Ziel der Aufgabe
Stelle alle folgenden Datensätze Zeile für Zeile als nummerierte Liste dar und lass Leerzeilen weg.

(Beschriftete Formdatensätze)
==============================
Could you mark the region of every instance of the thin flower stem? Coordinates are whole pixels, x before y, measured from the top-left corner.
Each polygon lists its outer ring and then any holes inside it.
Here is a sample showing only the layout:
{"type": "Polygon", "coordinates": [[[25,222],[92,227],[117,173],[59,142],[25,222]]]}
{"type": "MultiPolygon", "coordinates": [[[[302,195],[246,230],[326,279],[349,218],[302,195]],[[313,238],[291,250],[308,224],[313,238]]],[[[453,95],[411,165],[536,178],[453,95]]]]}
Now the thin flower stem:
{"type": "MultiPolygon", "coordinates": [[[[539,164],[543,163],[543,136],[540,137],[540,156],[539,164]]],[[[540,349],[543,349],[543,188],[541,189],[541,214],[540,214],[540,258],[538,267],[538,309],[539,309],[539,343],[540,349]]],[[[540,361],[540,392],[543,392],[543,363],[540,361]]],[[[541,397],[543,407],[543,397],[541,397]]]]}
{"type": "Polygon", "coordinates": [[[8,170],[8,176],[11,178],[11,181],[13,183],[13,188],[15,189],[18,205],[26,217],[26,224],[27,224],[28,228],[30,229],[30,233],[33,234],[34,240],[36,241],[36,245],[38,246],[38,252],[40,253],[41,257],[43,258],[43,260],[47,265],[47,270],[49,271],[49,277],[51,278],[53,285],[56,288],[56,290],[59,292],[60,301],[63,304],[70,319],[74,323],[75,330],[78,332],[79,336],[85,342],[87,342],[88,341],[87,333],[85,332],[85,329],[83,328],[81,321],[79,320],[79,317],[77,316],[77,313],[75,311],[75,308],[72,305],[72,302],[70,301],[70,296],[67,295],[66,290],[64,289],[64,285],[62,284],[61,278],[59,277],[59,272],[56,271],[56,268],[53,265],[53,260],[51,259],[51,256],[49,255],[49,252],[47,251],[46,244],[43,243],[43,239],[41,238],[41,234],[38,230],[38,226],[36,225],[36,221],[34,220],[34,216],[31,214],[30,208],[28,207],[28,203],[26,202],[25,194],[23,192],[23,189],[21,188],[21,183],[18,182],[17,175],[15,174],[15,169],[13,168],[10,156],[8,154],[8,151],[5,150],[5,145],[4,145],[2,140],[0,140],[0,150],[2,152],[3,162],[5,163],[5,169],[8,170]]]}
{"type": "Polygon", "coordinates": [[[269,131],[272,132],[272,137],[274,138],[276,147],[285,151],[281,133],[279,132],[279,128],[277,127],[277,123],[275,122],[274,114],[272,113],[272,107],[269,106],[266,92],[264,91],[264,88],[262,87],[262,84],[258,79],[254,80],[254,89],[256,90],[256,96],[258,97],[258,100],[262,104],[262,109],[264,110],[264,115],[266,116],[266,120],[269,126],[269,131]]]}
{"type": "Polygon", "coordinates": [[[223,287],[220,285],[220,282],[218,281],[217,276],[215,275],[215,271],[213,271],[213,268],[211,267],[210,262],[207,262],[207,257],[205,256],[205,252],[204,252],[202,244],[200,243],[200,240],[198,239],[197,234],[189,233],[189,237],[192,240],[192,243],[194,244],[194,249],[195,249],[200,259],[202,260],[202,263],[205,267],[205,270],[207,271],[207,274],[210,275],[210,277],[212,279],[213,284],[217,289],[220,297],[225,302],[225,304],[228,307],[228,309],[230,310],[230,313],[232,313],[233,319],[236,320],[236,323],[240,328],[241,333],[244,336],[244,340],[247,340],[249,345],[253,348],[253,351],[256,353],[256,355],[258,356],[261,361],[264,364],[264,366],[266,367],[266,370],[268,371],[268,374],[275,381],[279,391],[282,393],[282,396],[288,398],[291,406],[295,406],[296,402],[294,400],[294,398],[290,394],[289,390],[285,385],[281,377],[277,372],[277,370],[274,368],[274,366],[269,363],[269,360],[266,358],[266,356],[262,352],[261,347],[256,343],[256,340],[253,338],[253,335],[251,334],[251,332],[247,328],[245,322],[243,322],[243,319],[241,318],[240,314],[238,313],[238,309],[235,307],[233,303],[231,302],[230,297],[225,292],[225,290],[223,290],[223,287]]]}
==============================
Antwort
1. Could you mark the region of every instance of the thin flower stem? Coordinates are whole pixels, x before y, measured from the top-left corner.
2. Each polygon lists its outer ring and then any holes inside it.
3. Here is a sample showing only the layout:
4. {"type": "Polygon", "coordinates": [[[25,222],[92,227],[117,173],[59,142],[25,222]]]}
5. {"type": "MultiPolygon", "coordinates": [[[[302,195],[246,230],[326,279],[349,218],[302,195]],[[313,238],[291,250],[308,224],[313,238]]],[[[453,95],[411,165],[536,178],[453,95]]]]}
6. Now the thin flower stem:
7. {"type": "MultiPolygon", "coordinates": [[[[539,164],[543,163],[543,136],[540,137],[540,156],[539,164]]],[[[540,349],[543,349],[543,188],[541,189],[541,214],[540,214],[540,258],[538,267],[538,309],[539,309],[539,343],[540,349]]],[[[540,361],[540,392],[543,392],[543,363],[540,361]]],[[[541,397],[543,407],[543,397],[541,397]]]]}
8. {"type": "Polygon", "coordinates": [[[8,170],[8,176],[11,178],[11,181],[13,183],[13,188],[15,189],[18,205],[26,217],[26,224],[27,224],[28,228],[30,229],[30,233],[33,234],[34,240],[36,241],[36,245],[38,246],[38,252],[40,253],[41,257],[43,258],[43,260],[47,265],[47,270],[49,271],[49,277],[51,278],[53,285],[56,288],[56,290],[59,292],[60,301],[63,304],[70,319],[74,323],[75,330],[78,332],[79,336],[85,342],[87,342],[88,341],[87,333],[85,332],[85,329],[83,328],[81,321],[79,320],[79,317],[77,316],[77,313],[75,311],[75,308],[72,305],[72,302],[70,301],[70,296],[67,295],[66,290],[64,289],[64,285],[62,284],[61,278],[59,277],[59,272],[56,271],[56,268],[53,265],[53,260],[51,259],[51,256],[49,255],[49,252],[47,251],[46,244],[43,243],[43,239],[41,238],[41,234],[38,230],[38,226],[36,225],[36,221],[34,220],[34,216],[31,214],[30,208],[28,207],[28,203],[26,202],[25,194],[23,192],[23,189],[21,188],[21,183],[18,182],[17,175],[15,174],[15,169],[13,168],[10,156],[8,154],[8,151],[5,150],[5,145],[4,145],[2,140],[0,140],[0,150],[2,152],[3,162],[5,163],[5,169],[8,170]]]}
9. {"type": "Polygon", "coordinates": [[[269,131],[272,132],[272,137],[274,138],[276,147],[285,151],[281,133],[279,132],[279,128],[277,127],[277,123],[275,122],[274,114],[272,113],[272,107],[269,106],[266,92],[264,91],[264,88],[262,87],[262,84],[258,79],[254,80],[254,89],[256,90],[256,96],[258,97],[258,100],[262,104],[262,109],[264,110],[264,115],[266,116],[266,120],[269,126],[269,131]]]}
10. {"type": "Polygon", "coordinates": [[[223,287],[220,285],[220,282],[218,281],[217,276],[215,275],[215,271],[213,271],[213,268],[211,267],[210,262],[207,262],[207,257],[205,256],[205,252],[204,252],[202,244],[200,243],[200,240],[198,239],[197,234],[189,233],[189,237],[192,240],[192,243],[194,244],[194,249],[195,249],[200,259],[202,260],[202,263],[205,267],[205,270],[207,271],[207,274],[210,275],[210,277],[212,279],[213,284],[217,289],[220,297],[225,302],[225,304],[228,307],[228,309],[230,310],[230,313],[232,313],[233,319],[236,320],[236,323],[240,328],[241,333],[244,336],[244,340],[247,340],[249,345],[253,348],[253,351],[256,353],[256,355],[258,356],[261,361],[264,364],[264,366],[266,367],[266,370],[268,371],[268,374],[275,381],[279,391],[282,393],[282,396],[288,398],[291,406],[295,406],[296,402],[294,400],[294,398],[290,394],[289,390],[285,385],[281,377],[277,372],[277,370],[274,368],[274,366],[269,363],[269,360],[266,358],[266,356],[262,352],[261,347],[256,343],[256,340],[253,338],[253,335],[251,334],[251,332],[247,328],[245,322],[243,322],[243,319],[241,318],[240,314],[238,313],[238,309],[235,307],[233,303],[231,302],[230,297],[225,292],[225,290],[223,290],[223,287]]]}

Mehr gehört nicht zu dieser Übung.